#### DONNÉES FOURNIES ####
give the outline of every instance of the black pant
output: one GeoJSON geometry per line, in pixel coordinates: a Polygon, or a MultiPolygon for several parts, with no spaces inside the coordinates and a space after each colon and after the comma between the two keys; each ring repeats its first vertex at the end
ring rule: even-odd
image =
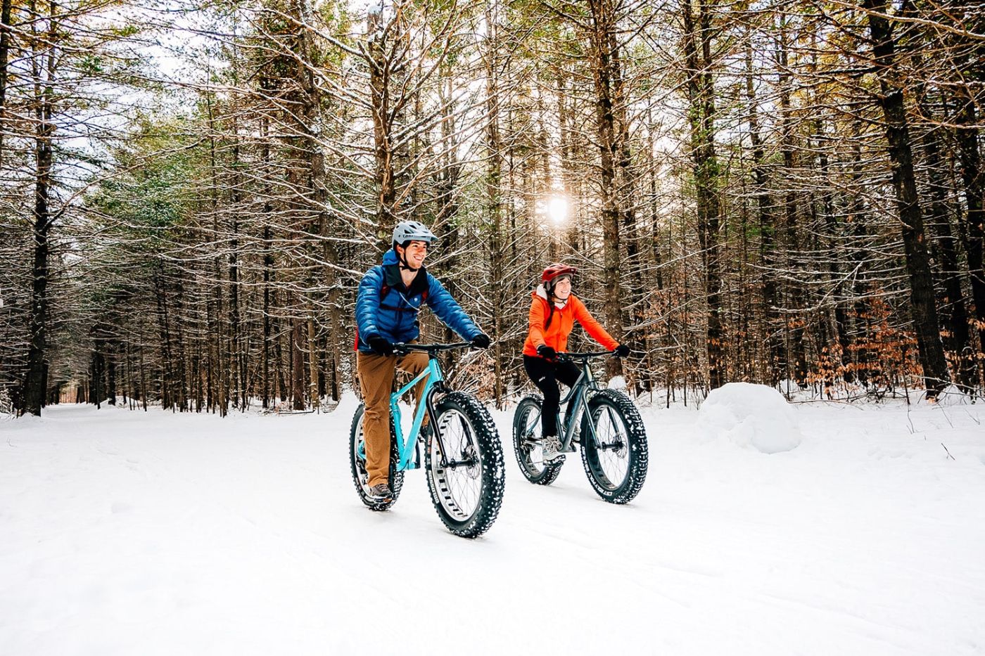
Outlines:
{"type": "Polygon", "coordinates": [[[573,385],[581,369],[574,362],[558,362],[534,356],[523,357],[523,368],[534,384],[544,393],[544,407],[541,408],[541,434],[558,434],[558,410],[560,405],[560,389],[558,381],[568,387],[573,385]]]}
####
Comptez les lignes des enregistrements ci-dessus qui contiennent la chaîne « coordinates ». Indiquez uniquement ce nombre.

2